> Excerpt to read:

Well... giving up gave me the opportunity to really allow myself to be released from the all the stress of dating and marriage. I was allowed to be me and focus on me. Being able to do that felt so good. I was finally done and truly content. I started to really live life and live in it the way God intended. I had no idea what I was missing! Man, there is so much power and growth in being single! I learned so much about God, myself, and others! This was a whole new level that I was missing and I was finally free to enjoy it!
However…
I didn’t know this was going to be a learned lesson for me. It was just last year, when I was all joyful and peaceful about living life with God and only Him, when things changed. Every year, I create a vision board for myself. I pray and ask for guidance on what I should focus on for the following year, make a board with all my goals, and hang it up in a place where I can see it every day. So, as I was constructing my board for 2016, I asked God what He wanted me to put on there because for the first time in three years I was so content, I did not know what else I wanted.
Holy Spirit told me to put down these three things on my board: Apartment, Uplifting Ministry, and Health. I was so excited, I immediately put them down on my board and begin to find scriptures about each topic/goal. Now, on my board, the bottom right corner had yet to be filled and I did not know what I wanted to be there. So I pondered and then I prayed. I said, “God, what do you want me to put in the fourth corner?” All I head was, “courtship”.
Sitting there stunned and on the verge of crying, I said, “Nah… that ain’t nothing but Satan” and began to rebuke the “thought” I thought I had. I asked again and heard the same thing: Courtship. There was no way in THIS world that the very thing I had let go was making a comeback. It can’t be! I stopped making my vision board for almost two weeks. I absolutely refused to put courtship on my board. That is not what I wanted. I cried because I did not want what was built up by God to be ruined by something that ruined me.
But… let me tell you this… nothing ruined me. I let it consume me. I became so involved in being with someone that I had no idea what it was like to just be around me. I became obsessed, angry, and furious with the idea of waiting because I thought waiting was an action to be completed in order to satisfy God, but that wasn’t the case.

> Exercises:
[1] In the excerpt on singleness and courtship, what three things did the Holy Spirit say to put on the vision board?
[2] Rewrite everything from "Well... giving up" down to "to enjoy it!" in the excerpt on singleness and courtship, replacing "single" with "unmarried".
[3] Write the next part of the excerpt on singleness and courtship, continuing after its last sentence.

> Stored data:
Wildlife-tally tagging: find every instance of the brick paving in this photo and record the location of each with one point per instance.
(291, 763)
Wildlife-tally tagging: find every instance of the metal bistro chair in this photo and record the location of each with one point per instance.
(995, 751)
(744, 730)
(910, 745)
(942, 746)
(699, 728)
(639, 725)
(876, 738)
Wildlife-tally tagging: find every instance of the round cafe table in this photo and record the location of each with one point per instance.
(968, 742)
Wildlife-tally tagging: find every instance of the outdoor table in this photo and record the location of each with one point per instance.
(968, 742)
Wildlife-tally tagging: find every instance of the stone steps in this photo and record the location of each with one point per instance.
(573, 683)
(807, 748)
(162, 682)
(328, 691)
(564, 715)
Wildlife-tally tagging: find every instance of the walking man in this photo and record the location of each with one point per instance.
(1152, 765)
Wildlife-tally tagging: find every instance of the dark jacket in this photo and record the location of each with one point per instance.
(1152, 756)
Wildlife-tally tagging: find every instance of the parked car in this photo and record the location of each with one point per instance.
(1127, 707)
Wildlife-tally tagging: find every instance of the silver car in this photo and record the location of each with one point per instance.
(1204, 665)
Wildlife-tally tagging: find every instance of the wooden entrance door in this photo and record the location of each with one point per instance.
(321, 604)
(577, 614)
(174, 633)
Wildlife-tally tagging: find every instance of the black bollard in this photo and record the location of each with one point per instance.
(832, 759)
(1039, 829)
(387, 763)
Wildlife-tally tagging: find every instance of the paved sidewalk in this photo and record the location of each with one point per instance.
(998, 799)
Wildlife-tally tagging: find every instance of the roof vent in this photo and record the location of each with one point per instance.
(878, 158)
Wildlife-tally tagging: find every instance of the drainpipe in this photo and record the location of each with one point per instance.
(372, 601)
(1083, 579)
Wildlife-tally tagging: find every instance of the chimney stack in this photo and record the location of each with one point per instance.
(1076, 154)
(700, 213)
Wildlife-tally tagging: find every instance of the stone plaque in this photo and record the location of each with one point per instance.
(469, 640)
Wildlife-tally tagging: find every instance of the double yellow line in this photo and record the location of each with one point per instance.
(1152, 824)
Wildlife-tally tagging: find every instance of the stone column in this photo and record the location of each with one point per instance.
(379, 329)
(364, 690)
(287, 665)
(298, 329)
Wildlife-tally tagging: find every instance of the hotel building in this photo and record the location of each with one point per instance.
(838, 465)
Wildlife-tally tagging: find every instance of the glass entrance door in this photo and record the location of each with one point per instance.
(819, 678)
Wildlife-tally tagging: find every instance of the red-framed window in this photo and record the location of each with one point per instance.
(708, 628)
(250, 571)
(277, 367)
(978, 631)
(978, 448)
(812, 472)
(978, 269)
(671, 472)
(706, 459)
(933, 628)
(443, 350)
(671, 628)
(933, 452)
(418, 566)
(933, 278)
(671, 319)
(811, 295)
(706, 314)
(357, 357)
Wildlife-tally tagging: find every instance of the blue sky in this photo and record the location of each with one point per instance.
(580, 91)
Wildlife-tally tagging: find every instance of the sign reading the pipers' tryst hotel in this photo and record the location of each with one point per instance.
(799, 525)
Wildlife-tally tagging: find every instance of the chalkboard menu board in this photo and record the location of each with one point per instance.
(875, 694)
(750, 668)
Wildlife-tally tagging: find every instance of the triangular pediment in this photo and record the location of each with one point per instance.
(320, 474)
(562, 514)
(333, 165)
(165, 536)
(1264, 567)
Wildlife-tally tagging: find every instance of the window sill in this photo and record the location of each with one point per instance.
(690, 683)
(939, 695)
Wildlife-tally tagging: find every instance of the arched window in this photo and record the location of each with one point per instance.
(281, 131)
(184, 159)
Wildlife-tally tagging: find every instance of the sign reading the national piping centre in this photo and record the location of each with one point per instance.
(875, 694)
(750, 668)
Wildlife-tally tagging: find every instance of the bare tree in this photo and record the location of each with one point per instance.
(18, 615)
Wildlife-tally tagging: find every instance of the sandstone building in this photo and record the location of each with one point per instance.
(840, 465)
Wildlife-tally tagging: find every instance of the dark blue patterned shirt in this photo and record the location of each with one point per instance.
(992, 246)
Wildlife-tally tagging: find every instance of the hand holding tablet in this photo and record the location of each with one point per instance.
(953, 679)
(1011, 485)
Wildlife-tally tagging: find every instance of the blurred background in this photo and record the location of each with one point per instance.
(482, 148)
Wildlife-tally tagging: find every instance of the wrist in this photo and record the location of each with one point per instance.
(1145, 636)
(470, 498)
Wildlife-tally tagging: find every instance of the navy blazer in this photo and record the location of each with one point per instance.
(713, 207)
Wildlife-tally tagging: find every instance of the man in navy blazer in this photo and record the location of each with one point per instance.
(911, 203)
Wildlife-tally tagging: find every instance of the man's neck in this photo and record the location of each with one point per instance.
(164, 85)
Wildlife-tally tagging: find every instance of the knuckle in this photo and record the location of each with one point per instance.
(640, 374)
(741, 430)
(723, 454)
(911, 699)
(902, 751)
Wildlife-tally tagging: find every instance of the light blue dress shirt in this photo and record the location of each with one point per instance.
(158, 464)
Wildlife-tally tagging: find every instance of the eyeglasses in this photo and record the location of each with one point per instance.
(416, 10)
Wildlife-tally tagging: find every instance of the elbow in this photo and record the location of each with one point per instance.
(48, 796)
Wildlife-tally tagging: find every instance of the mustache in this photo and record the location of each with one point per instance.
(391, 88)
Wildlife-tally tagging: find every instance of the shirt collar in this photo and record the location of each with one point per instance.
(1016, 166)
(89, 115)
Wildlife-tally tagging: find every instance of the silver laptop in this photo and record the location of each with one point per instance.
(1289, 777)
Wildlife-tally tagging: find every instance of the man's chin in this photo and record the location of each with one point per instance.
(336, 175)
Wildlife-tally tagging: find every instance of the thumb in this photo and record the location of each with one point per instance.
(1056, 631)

> Answers for the exercise:
[1] Apartment, Uplifting Ministry, and Health.

[2]
Well... giving up gave me the opportunity to really allow myself to be released from the all the stress of dating and marriage. I was allowed to be me and focus on me. Being able to do that felt so good. I was finally done and truly content. I started to really live life and live in it the way God intended. I had no idea what I was missing! Man, there is so much power and growth in being unmarried! I learned so much about God, myself, and others! This was a whole new level that I was missing and I was finally free to enjoy it!

[3]
This year, I learned that waiting is not only something you do, but it is something that you become. It is not only an action, but a heart condition. There is no way that I could live a lifestyle in waiting and my heart was constantly anxious. I was a double-minded Christian: I had my thoughts in one place and my actions in another (James 1:6-8). My faith and hope never diminished, it was never there; it was not stable. I constantly depended on my action to get me through to the next level, when it was supposed to be my dependence on God to get me to the next level.
I will not say that’s the reason why I never got anywhere because if I were to have met my husband in those time, it would have happened, regardless. But what I will say is that it was the condition of my heart that slowed down the progress. I do not fault myself for something that I did not know I was doing, but now that I know that I was doing it, there is no going back to where I came from. That is true progression.
So, who knows when “he” will come, but I do know that I am in a much better place than where I was at the beginning of this year. My faith and hope are stable, I trust God with all of my heart that my husband will come, and I am remaining aware and diligent for the next move in my single season. I am simply doing what I am supposed to do: Wait.